[Supplied entries]:
--*--

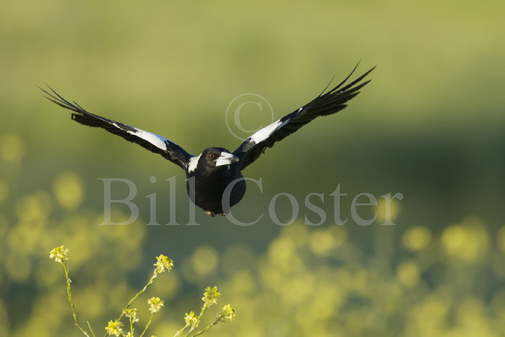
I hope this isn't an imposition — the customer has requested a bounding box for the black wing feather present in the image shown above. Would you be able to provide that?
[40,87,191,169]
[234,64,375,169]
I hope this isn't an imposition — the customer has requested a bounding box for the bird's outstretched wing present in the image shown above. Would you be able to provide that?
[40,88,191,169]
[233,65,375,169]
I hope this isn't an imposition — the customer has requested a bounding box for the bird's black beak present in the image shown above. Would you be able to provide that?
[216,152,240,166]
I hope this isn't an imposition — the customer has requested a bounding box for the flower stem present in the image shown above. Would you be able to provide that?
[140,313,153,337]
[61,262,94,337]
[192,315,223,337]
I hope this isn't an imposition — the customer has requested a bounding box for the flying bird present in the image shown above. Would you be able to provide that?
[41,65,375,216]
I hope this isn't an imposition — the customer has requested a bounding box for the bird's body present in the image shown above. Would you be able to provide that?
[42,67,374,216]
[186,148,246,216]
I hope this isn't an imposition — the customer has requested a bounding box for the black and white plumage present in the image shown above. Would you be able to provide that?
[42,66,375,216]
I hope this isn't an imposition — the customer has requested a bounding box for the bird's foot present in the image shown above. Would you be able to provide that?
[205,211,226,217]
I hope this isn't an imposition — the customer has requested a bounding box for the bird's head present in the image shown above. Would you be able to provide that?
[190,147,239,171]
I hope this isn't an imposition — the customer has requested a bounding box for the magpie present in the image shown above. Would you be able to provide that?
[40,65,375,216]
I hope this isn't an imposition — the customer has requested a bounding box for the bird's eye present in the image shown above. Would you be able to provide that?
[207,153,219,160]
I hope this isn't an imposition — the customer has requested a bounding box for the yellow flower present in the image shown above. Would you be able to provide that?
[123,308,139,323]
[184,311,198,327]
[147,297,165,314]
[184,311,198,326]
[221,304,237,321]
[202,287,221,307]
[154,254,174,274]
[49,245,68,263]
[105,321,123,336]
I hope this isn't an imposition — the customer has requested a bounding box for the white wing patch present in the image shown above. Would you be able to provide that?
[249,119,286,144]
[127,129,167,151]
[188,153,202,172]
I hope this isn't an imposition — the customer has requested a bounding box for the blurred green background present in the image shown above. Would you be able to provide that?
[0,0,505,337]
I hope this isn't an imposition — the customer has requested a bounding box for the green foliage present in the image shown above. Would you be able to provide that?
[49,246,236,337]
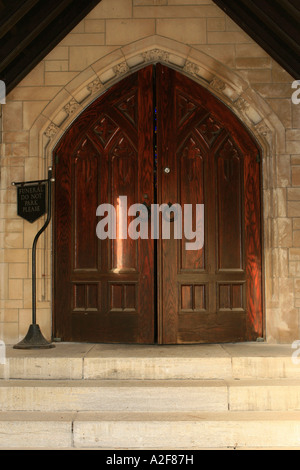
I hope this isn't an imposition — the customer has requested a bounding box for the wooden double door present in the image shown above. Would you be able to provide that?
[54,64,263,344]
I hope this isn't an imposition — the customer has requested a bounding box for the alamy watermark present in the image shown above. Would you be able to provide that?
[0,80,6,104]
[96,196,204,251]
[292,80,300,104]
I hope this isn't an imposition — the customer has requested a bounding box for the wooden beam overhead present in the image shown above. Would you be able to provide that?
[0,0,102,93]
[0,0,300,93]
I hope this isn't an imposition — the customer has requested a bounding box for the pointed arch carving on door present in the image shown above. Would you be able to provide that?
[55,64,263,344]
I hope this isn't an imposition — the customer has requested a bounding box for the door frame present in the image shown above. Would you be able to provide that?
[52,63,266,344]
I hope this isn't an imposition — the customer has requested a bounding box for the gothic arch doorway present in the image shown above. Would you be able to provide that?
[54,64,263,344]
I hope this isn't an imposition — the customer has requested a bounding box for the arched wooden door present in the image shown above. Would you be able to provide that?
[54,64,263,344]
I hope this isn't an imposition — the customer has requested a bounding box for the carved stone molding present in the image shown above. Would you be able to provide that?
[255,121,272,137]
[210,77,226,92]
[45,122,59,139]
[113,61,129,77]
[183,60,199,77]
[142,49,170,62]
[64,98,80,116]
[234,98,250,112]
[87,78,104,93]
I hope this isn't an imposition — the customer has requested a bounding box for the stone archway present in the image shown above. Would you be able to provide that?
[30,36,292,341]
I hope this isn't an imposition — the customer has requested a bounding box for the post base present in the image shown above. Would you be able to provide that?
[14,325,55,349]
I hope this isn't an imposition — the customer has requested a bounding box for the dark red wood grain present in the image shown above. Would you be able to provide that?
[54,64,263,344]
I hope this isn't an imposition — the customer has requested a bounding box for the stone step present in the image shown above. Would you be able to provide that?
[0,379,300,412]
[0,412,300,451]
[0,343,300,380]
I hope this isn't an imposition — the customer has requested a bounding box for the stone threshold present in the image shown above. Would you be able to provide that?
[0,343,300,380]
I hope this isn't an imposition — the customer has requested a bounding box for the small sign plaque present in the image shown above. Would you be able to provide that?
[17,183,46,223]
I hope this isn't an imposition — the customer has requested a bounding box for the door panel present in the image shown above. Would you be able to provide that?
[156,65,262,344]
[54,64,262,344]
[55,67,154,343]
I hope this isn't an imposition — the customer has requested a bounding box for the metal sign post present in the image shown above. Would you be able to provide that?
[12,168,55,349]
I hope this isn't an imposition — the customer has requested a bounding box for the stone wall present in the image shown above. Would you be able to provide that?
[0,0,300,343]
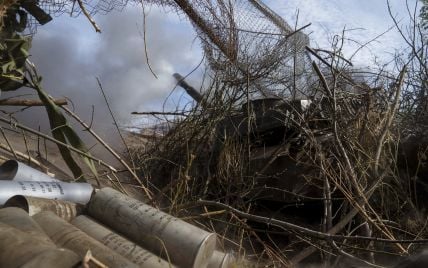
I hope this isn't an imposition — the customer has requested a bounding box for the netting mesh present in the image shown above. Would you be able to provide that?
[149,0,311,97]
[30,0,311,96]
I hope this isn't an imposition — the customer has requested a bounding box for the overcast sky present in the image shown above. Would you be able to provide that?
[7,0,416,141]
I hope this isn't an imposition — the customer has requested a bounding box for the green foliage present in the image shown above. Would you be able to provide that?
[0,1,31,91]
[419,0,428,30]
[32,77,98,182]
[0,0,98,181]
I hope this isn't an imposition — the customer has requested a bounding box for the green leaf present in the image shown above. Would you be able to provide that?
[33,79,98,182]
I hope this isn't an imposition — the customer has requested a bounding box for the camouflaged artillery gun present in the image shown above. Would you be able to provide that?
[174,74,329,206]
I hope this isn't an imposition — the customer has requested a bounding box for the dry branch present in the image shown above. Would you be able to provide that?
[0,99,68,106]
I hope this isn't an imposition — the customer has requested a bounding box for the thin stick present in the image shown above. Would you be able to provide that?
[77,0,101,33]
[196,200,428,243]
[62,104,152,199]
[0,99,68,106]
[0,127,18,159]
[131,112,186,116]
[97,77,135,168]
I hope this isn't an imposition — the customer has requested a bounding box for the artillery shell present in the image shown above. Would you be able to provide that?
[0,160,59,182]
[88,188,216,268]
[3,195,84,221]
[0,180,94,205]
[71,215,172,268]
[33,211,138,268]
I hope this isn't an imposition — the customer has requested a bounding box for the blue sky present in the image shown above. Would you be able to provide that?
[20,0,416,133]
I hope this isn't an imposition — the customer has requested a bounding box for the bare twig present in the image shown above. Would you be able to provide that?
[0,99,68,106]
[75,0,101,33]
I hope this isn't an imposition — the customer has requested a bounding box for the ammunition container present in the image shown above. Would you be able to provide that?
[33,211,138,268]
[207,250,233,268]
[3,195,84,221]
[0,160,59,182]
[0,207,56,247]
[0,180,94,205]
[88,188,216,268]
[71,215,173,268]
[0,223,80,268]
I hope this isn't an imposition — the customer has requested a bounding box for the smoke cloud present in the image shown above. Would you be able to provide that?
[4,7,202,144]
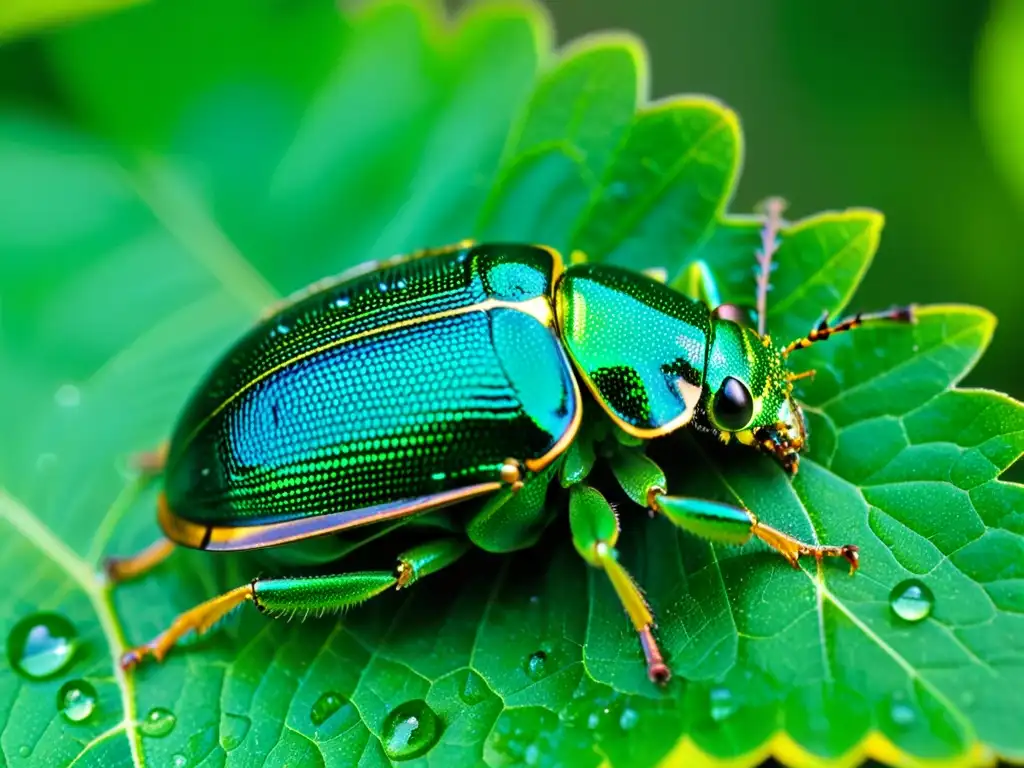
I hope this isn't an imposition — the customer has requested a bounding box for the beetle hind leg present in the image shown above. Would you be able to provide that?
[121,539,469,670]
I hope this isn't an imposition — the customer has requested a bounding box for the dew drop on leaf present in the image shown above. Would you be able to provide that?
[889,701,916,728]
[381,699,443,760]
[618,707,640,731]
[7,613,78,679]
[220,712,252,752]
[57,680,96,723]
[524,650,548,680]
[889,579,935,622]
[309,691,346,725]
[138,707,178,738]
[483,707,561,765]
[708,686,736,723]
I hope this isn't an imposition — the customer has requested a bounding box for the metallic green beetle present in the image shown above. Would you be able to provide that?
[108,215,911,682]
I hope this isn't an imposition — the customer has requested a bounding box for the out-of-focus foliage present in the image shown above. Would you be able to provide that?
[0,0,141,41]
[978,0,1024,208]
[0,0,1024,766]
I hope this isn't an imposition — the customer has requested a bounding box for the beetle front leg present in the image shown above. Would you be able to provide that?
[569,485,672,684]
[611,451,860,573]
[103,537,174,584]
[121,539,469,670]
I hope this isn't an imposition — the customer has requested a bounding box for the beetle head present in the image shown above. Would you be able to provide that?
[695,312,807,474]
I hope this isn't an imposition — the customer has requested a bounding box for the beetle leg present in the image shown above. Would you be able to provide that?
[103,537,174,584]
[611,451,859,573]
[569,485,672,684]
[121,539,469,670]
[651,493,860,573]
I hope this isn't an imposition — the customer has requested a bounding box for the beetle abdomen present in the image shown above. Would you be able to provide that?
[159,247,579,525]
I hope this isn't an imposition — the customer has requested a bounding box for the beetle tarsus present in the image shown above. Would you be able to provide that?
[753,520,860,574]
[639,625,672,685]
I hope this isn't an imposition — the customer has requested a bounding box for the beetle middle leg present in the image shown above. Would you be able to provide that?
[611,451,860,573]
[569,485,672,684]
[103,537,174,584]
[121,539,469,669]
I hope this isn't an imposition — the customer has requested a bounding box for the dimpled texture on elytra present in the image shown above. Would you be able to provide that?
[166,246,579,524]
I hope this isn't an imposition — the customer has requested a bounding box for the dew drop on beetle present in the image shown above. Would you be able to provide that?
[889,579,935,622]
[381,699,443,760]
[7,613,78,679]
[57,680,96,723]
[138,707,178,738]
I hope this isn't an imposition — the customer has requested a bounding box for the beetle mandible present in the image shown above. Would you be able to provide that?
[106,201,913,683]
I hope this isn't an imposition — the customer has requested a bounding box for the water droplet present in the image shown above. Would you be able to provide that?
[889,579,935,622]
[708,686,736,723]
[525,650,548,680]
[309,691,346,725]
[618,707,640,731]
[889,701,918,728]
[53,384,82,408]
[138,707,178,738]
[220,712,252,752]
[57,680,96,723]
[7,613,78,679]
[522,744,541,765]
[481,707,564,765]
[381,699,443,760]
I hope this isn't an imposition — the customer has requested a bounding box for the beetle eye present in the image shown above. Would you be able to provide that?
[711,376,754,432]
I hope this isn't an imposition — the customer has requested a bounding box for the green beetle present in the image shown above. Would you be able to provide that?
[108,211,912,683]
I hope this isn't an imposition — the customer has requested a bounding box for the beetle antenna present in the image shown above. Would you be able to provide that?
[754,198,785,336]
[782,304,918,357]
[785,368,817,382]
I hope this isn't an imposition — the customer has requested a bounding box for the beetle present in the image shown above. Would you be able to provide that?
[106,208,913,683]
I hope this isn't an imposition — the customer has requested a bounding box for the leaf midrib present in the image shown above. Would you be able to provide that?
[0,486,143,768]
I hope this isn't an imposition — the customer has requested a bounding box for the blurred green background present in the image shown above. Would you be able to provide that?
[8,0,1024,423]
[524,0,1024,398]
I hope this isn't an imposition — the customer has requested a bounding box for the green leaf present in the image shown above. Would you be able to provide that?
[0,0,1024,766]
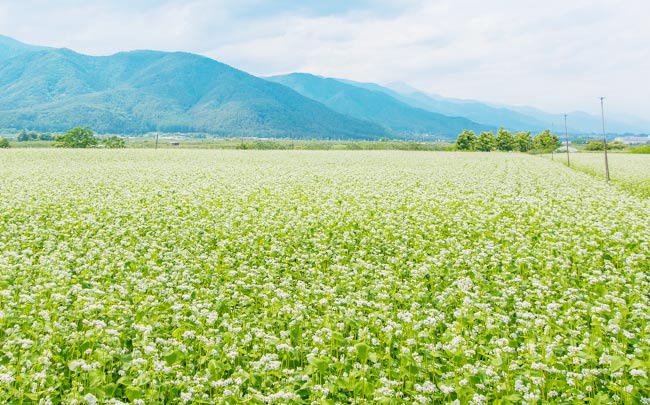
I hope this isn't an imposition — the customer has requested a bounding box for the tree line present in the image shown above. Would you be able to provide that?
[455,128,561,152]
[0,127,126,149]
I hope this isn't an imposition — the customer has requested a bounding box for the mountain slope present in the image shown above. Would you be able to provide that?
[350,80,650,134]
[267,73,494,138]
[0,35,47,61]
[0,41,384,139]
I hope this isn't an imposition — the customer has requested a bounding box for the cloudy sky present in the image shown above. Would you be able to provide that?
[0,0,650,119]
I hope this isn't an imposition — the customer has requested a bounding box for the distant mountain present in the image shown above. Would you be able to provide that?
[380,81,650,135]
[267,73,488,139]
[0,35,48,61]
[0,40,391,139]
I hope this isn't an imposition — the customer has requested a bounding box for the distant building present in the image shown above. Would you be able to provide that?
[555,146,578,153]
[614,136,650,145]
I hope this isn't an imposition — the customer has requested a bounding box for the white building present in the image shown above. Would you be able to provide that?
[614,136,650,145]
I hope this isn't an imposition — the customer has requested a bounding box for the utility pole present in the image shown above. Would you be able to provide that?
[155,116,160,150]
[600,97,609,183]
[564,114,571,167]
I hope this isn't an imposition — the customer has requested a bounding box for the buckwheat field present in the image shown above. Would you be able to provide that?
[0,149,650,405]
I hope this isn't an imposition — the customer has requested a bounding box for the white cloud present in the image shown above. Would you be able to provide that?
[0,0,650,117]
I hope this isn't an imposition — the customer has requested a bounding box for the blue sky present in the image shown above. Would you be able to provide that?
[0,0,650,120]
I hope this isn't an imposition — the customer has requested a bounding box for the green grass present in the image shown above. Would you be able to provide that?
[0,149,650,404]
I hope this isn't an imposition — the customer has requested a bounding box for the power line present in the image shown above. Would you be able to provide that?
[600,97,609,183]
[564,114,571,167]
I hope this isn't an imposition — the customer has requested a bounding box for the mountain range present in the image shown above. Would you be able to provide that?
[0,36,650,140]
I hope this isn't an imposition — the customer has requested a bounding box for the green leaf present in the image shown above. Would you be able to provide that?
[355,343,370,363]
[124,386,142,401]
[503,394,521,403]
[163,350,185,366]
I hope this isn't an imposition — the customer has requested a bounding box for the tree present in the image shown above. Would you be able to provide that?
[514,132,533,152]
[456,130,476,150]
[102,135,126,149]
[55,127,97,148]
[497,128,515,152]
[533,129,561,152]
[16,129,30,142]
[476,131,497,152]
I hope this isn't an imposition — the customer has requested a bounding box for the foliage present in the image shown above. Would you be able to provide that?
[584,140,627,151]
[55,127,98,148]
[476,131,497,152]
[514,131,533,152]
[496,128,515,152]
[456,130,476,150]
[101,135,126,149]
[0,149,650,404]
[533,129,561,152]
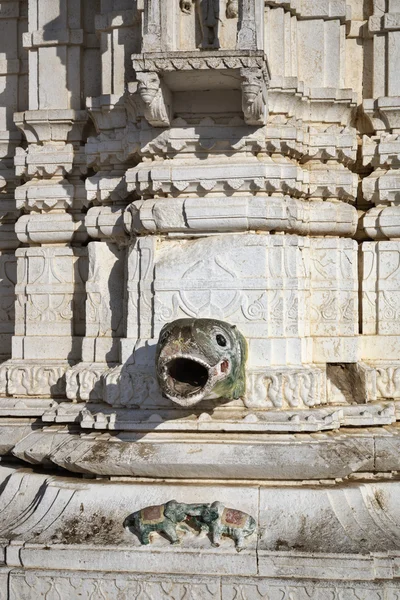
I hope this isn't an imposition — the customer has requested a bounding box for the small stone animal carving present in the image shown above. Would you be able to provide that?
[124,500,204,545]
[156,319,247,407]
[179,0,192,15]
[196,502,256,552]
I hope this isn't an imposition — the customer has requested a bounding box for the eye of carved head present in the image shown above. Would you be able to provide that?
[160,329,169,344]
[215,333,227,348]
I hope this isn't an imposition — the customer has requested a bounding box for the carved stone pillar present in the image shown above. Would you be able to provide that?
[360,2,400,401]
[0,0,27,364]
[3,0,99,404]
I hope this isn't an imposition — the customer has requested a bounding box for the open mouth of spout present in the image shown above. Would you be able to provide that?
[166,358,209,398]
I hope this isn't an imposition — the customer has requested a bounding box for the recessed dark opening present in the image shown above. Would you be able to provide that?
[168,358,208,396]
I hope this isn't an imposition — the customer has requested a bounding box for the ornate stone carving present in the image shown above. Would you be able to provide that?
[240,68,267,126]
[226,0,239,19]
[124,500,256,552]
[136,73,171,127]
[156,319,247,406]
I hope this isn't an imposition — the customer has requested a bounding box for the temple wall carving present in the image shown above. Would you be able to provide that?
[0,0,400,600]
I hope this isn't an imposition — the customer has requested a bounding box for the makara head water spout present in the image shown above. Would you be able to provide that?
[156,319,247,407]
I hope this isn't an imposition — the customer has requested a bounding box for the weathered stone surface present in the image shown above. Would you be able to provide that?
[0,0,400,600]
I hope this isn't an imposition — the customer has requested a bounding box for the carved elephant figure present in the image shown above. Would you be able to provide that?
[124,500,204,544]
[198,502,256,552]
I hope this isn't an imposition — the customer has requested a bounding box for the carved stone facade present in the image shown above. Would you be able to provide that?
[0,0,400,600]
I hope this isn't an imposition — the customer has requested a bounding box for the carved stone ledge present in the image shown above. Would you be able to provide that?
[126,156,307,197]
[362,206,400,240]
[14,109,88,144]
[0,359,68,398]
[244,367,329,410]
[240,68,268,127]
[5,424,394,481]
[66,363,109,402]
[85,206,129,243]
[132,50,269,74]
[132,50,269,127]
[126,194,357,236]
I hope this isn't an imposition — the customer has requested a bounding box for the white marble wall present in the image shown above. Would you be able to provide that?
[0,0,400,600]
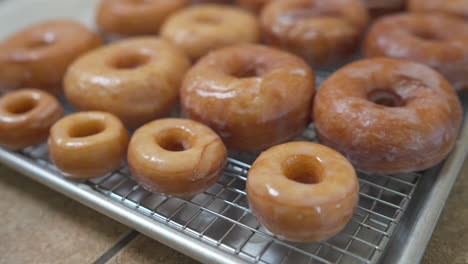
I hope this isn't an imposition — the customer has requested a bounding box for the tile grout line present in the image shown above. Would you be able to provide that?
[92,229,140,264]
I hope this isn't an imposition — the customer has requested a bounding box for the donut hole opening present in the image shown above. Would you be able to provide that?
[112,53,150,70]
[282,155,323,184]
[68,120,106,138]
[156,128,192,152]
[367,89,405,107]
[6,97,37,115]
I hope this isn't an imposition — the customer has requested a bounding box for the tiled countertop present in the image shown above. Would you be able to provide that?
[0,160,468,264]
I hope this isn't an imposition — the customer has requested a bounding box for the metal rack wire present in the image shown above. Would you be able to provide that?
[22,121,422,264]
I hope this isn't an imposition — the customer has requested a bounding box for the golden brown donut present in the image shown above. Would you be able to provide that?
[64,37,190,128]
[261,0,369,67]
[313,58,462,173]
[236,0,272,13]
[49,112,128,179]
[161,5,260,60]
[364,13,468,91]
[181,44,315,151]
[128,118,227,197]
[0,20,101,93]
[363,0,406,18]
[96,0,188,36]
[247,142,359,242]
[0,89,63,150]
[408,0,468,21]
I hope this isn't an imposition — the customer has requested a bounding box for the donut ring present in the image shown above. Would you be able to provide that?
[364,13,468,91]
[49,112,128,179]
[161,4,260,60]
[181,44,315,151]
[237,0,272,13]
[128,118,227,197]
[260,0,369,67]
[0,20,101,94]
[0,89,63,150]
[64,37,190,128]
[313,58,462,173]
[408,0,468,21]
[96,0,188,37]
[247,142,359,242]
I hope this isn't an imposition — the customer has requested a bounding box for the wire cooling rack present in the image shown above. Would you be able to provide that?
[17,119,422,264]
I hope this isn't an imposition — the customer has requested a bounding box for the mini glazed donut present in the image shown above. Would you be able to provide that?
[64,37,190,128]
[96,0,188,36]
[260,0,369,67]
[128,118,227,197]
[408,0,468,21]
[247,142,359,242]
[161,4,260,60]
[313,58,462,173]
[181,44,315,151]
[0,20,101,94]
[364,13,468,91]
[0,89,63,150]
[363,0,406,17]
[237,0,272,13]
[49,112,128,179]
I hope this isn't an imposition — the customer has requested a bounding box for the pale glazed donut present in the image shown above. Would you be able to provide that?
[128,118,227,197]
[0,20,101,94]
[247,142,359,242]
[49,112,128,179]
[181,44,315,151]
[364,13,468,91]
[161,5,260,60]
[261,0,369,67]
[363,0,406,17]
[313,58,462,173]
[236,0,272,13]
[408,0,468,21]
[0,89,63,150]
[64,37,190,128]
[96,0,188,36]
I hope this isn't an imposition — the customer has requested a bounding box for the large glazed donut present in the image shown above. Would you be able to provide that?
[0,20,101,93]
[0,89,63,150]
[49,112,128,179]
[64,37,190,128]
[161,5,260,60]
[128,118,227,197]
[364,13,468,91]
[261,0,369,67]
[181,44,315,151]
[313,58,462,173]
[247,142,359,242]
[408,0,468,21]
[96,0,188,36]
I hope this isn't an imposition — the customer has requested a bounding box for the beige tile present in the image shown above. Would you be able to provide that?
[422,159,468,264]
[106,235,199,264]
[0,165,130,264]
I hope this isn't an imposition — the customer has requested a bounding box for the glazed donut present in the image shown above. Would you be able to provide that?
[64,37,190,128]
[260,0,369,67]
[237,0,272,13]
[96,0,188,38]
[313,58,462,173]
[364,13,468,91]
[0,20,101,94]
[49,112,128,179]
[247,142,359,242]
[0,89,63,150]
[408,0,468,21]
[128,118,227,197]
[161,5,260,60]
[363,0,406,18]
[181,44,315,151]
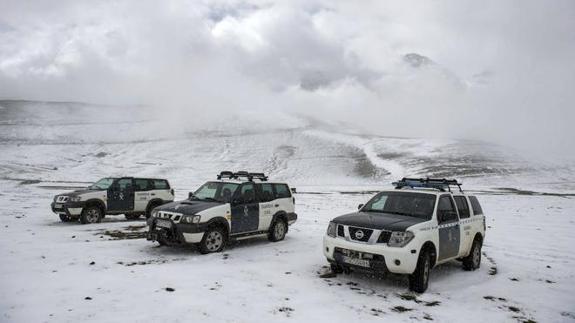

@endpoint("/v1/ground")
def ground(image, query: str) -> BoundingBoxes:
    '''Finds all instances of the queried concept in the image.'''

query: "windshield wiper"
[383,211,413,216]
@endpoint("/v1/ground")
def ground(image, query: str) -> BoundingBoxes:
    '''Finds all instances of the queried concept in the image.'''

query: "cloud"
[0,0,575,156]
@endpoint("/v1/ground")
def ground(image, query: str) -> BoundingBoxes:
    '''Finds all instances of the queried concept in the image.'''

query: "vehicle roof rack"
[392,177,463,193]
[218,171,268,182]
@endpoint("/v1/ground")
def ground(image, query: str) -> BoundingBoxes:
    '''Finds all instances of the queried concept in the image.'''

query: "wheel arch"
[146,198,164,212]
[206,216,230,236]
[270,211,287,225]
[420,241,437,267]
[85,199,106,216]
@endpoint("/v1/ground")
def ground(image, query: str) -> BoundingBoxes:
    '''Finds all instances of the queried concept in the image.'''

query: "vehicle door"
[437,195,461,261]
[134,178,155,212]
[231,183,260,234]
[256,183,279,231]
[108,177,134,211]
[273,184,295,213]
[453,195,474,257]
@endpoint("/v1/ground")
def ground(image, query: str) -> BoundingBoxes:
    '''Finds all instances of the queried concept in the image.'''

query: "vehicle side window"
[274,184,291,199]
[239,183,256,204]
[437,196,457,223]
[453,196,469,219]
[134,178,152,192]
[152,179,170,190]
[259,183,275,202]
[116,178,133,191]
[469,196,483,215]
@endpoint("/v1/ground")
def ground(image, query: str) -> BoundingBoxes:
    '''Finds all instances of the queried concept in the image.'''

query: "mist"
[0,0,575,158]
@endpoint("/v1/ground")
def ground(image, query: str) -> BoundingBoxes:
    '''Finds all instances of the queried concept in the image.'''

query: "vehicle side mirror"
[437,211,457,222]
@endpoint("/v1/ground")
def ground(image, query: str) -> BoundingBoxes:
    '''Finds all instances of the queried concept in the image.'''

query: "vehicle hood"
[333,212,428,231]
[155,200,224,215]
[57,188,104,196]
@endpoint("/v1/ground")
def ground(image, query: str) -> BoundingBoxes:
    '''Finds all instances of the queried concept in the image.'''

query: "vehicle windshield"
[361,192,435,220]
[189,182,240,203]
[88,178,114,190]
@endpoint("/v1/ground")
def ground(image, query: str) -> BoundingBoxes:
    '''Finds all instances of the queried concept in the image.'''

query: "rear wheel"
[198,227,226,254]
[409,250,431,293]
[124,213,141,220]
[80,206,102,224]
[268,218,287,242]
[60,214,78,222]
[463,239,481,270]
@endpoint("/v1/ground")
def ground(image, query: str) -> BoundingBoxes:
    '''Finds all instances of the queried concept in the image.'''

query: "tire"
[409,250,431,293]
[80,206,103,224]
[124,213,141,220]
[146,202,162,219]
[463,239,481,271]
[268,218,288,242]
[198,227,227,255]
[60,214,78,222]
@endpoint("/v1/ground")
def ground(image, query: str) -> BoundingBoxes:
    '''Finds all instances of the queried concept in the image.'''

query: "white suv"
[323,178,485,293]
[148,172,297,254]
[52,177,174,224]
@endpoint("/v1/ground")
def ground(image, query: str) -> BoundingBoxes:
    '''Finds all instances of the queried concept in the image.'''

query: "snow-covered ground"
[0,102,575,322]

--*--

[Aim]:
Copy every line from the start of the items through the line with "[233,65,375,169]", both ends included and requests kept as they are, and offset each bounding box coordinate in the answers by -8. Leave the pictures out.

[Solution below]:
I hope this isn't an imposition — the customer has requested a bounding box for the black wing feather present in the image shown above. Would you be able to provide that?
[32,79,183,161]
[226,56,367,161]
I hope this isn't an imposition — the customer has requested a bounding box for the bird's outstretched wing present in the image shown above. Would you be able to provide that?
[32,80,183,161]
[225,57,367,161]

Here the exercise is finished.